-- begin EXTRACTED MATERIAL --
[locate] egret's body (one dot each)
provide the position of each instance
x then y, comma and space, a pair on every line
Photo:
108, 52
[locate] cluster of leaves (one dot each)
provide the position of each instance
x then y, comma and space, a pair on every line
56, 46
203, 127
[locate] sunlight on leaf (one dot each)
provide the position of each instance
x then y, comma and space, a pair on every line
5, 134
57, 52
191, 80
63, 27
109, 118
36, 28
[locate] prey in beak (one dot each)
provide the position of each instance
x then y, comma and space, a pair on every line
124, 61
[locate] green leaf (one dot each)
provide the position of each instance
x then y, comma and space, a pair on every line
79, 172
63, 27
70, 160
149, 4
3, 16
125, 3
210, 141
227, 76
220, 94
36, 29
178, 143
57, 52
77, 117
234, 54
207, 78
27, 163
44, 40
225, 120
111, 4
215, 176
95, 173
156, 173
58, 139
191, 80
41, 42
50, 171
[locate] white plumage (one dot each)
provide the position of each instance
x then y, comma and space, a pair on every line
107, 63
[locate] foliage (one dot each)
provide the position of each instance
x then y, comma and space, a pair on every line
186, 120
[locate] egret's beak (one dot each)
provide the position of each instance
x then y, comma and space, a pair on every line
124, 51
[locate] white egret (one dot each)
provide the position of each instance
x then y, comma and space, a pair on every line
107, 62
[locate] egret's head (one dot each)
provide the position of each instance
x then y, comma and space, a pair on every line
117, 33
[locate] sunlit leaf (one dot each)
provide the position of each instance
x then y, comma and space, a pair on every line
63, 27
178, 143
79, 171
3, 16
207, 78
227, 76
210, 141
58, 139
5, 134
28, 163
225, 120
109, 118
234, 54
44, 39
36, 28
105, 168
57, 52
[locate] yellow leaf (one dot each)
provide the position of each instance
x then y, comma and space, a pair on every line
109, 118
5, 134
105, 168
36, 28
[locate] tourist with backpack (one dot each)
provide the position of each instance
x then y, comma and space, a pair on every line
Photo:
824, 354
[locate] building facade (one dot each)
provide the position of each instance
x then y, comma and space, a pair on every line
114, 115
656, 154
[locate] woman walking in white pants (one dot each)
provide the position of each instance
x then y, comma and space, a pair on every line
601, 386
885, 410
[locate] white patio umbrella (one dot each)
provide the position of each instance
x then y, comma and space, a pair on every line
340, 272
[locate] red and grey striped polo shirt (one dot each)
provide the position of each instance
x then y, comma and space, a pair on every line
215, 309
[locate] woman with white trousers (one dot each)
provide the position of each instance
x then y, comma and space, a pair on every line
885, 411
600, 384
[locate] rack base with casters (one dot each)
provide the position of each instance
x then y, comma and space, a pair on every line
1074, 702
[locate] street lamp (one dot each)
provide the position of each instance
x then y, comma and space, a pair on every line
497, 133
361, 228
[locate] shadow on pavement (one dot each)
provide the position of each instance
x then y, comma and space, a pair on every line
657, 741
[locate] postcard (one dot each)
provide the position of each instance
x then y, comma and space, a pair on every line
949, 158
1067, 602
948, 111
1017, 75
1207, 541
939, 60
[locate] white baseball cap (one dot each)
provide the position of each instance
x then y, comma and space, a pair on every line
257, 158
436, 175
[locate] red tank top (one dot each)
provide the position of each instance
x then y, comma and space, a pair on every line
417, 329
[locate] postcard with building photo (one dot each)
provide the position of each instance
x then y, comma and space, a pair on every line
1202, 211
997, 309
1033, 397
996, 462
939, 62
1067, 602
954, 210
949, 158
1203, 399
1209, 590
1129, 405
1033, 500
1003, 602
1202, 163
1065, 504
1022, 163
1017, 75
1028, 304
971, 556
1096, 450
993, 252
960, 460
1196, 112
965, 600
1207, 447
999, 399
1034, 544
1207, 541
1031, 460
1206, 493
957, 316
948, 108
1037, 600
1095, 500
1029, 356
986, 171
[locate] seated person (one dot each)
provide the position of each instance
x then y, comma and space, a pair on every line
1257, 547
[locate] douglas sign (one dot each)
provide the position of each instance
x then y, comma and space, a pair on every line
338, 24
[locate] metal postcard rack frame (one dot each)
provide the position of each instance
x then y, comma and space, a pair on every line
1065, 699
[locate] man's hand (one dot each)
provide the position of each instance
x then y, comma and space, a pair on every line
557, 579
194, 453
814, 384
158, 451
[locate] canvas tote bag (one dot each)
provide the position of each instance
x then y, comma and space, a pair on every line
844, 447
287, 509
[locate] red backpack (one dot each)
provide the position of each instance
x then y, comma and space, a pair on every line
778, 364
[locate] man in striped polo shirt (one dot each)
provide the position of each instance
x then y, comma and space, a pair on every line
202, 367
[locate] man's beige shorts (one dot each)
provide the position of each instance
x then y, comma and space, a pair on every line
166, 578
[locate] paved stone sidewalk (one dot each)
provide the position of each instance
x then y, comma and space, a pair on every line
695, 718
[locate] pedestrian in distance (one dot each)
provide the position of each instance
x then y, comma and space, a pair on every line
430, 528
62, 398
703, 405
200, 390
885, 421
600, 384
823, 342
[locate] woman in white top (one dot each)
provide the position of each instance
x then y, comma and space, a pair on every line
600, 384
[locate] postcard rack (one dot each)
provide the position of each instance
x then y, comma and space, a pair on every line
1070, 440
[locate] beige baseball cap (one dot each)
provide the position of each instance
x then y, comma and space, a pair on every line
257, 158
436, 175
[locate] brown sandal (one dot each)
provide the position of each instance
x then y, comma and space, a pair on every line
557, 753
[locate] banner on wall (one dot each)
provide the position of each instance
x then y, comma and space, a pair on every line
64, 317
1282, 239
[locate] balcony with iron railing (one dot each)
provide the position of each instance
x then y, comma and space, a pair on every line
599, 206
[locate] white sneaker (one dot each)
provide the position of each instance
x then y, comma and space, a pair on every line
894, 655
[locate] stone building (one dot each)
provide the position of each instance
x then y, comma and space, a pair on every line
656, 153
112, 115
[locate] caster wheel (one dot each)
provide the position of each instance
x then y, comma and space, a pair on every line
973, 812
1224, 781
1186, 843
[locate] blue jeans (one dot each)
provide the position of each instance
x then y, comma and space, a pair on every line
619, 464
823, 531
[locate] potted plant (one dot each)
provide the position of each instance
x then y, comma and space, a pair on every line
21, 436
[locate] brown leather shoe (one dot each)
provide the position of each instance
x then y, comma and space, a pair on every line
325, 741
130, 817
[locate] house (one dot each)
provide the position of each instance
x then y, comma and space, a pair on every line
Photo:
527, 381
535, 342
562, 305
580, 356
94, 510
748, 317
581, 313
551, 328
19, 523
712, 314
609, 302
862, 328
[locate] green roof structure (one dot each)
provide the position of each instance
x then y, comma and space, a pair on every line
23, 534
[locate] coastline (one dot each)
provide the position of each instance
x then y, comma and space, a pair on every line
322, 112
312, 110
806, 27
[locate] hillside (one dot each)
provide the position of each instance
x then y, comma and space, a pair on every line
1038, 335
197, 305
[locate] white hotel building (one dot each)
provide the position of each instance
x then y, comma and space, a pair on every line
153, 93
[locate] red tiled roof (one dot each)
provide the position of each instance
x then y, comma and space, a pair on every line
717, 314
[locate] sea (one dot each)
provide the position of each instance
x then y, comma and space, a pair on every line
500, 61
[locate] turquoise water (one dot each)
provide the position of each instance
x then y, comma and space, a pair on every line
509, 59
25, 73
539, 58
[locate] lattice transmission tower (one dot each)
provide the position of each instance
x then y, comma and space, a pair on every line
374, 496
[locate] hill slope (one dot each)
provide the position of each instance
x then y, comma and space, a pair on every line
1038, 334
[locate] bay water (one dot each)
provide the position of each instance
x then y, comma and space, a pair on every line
-- end EXTRACTED MATERIAL --
== OBJECTIVE ==
Your task is to extract all of the records exactly.

== ANSWER TO THE TASK ==
[locate] egret's body (one dot each)
provide the position of each instance
x then y, comma and space, a pair on every line
Photo:
108, 52
[locate] cluster of leaves (one dot each)
provide the position of each instance
x then y, comma and space, a pair on every line
56, 46
203, 127
[locate] sunlight on leaf (one dot each)
provide the position of each instance
x then y, comma and space, a pair on every line
5, 134
57, 52
191, 80
63, 27
109, 118
36, 28
[locate] prey in beak (one dot each)
provide the position of each instance
x then y, comma and space, a pair on every line
124, 61
[locate] green leaf (one dot each)
provide the position of each instance
x then y, comma and space, a pair on every line
79, 172
63, 27
70, 160
149, 4
3, 16
125, 3
210, 141
227, 76
220, 94
36, 29
178, 143
57, 52
77, 117
234, 54
207, 78
27, 163
44, 40
225, 120
111, 4
215, 176
95, 173
156, 173
58, 139
191, 80
41, 42
50, 171
[locate] white plumage (one dot each)
provide the position of each instance
x then y, comma and space, a pair on every line
107, 63
[locate] foliage (one dot each)
provide the position of each instance
x then y, comma and space, a pair on every line
186, 120
[locate] egret's beak (one dot each)
provide the position of each instance
x then y, comma and space, a pair on every line
124, 51
[locate] white egret (one dot each)
provide the position of each instance
x then y, comma and space, a pair on every line
107, 62
[locate] egret's head (one dot each)
provide the position of each instance
x then y, comma and space, a pair on every line
117, 33
[locate] sunlit leaf (one dot each)
provide the position of each instance
x then y, comma and space, a pair on every line
63, 27
178, 143
79, 171
3, 16
207, 78
227, 76
210, 141
58, 139
5, 134
28, 163
225, 120
109, 118
234, 54
44, 39
36, 28
105, 168
57, 52
[locate] yellow leaf (one dot each)
provide the position of each instance
x then y, comma and space, a pair on every line
109, 118
5, 134
105, 168
36, 28
[locate] tourist with backpack (one dot each)
provide the position of each instance
x then y, comma and space, a pair on every line
Photo:
824, 354
[locate] building facade (one dot each)
provide the position of each instance
x then y, comma and space, a pair on every line
114, 115
656, 154
[locate] woman walking in white pants (one dot each)
provide the position of each instance
x then y, comma and space, a pair on every line
601, 386
885, 410
[locate] white patio umbrella (one dot each)
provide the position of each instance
x then y, comma and space, a pair on every line
340, 272
[locate] red and grey striped polo shirt (one dot each)
provide the position of each instance
x then y, comma and space, a pair on every line
215, 309
[locate] woman with white trousers (one dot each)
provide the position of each instance
x then y, comma and space, a pair on every line
885, 411
600, 384
[locate] rack base with casters (one dot each)
provide the position of each instance
x then y, comma and space, a pair on every line
1074, 702
[locate] street lamp (one dot each)
provide the position of each instance
x then y, comma and space, a pair on every line
497, 133
361, 228
[locate] shadow on pavement (one dot each)
provide the position of each instance
x then y, comma and space, a pair on every line
657, 741
[locate] postcard (one dot each)
provide the position of each instance
x then y, comma and space, a pair on every line
949, 158
1067, 602
948, 111
1017, 75
1207, 541
939, 60
[locate] white baseball cap (one dot each)
provide the position of each instance
x then y, comma and space, a pair on every line
257, 158
436, 175
[locate] red tank top (one dot each)
provide the position of each instance
x then y, comma and space, a pair on every line
417, 329
[locate] postcard with building photo (one dot each)
provide the position of each instance
x then y, comma and space, a pair on every line
1202, 211
997, 309
1033, 397
996, 462
939, 62
1067, 602
954, 210
949, 158
1203, 399
1209, 590
1129, 405
1033, 500
1003, 602
1202, 163
1065, 504
1022, 163
1017, 75
1028, 304
971, 556
1096, 450
993, 252
960, 460
1196, 112
965, 600
1207, 447
999, 399
1034, 544
1207, 541
1031, 460
1206, 493
957, 316
948, 108
1037, 600
1095, 500
1029, 356
986, 171
[locate] seated person (one dot each)
provide the position of each instance
x then y, comma and space, a pair on every line
1257, 547
[locate] douglas sign (one dot each)
provide the position of each instance
x then y, comma and space, a pair on every line
338, 24
[locate] metal postcard rack frame (one dot each)
provide the position of each instance
x then y, comma and space, a pair on every line
1065, 699
[locate] man's hand (one dot each)
provide the position of each instance
x then y, comma and space, a pair on every line
557, 579
194, 453
814, 384
158, 451
[locate] canvas tote bag (one dot each)
provide the position of each instance
x then y, comma and space, a pair on every line
844, 447
287, 509
[locate] red backpack (one dot each)
provide the position of each instance
x then y, comma and space, a pair on every line
778, 364
[locate] man in striped polo shirt (one dot each)
provide the position of each instance
x then y, comma and space, a pair on every line
202, 367
[locate] man's beige shorts (one dot each)
provide the position of each instance
x then y, comma and space, a pair on every line
166, 578
[locate] paved stone sidewalk (one dot each)
provide the position of each instance
x then y, comma and space, a pair on every line
695, 718
[locate] pedestrian in distance (one dot each)
provide the position of each instance
x then y, comma and space, a pair on every line
430, 528
62, 398
703, 405
200, 390
885, 421
600, 384
823, 342
[locate] woman in white top (one dot each)
provide the position of each instance
x then y, comma and space, a pair on every line
600, 384
[locate] postcard rack (one dot each)
provide the position of each instance
x then y, comma and space, a pair on every line
1070, 440
[locate] beige baseball cap (one dot each)
provide the position of each instance
x then y, comma and space, a pair on every line
257, 158
436, 175
[locate] brown sandal (one dot each)
provide the position of each instance
x then y, comma and space, a pair on every line
557, 753
[locate] banner on wall (one dot each)
provide the position of each instance
x then y, comma and space, a pair on every line
64, 317
1282, 239
[locate] balcony with iron railing (one dot each)
provide the position of each instance
x then y, comma and space, a pair on every line
599, 206
[locate] white sneaker (one dot each)
provide the position of each instance
x then y, comma and space, a pair on every line
894, 655
[locate] stone building (one dot each)
provide the position of each instance
x then y, comma and space, a pair on every line
656, 153
112, 115
[locate] caster wheel (one dot each)
provide the position of each instance
x then y, comma and space, a pair on every line
973, 812
1224, 781
1186, 843
[locate] blue jeans (one dot each)
provide the position of each instance
x then y, comma and space, a pair on every line
619, 464
823, 531
[locate] potted plant (one dot each)
provide the position of each instance
x then y, comma and space, a pair on every line
21, 436
[locate] brown leather shoe (one dot each)
provide the position of each instance
x then y, comma and space, a pair on every line
325, 741
130, 817
[locate] house (one dot each)
provide the position of each instance
x then y, comma and space, a pair on every line
Photo:
527, 381
535, 342
562, 305
580, 356
94, 510
748, 317
581, 313
551, 328
19, 523
712, 314
609, 302
862, 328
[locate] green roof structure (one dot each)
provide the position of each instance
x then y, comma and space, a pair on every line
23, 534
[locate] coastline (one dot each)
provide the position of each instance
x then y, comma and space, a pair on every line
322, 112
312, 110
806, 27
[locate] hillside (one dot each)
provide the position of each instance
x then y, comma and space, a pair on every line
1038, 335
197, 305
[locate] white hotel building (one dot each)
provide the position of each instance
x then y, comma and space, a pair on every line
153, 93
[locate] red tiled roof (one dot each)
provide the position of each instance
x then y, comma and space, a pair on every line
717, 314
[locate] sea (one dot each)
provide the position of each instance
x then y, comma and space, a pair on every line
500, 61
[locate] turquoise water (one dot each)
provide the position of each instance
x then y, comma and space, a pair on every line
509, 59
25, 73
539, 58
[locate] lattice transmission tower (one dot each)
provide the position of each instance
x then y, comma and space, a pair on every line
374, 496
[locate] hill slope (one dot each)
provide the position of each instance
x then y, comma and space, a pair on every line
1038, 334
[locate] bay water (one dot each)
provide the position of each instance
x then y, comma and space, a pair on every line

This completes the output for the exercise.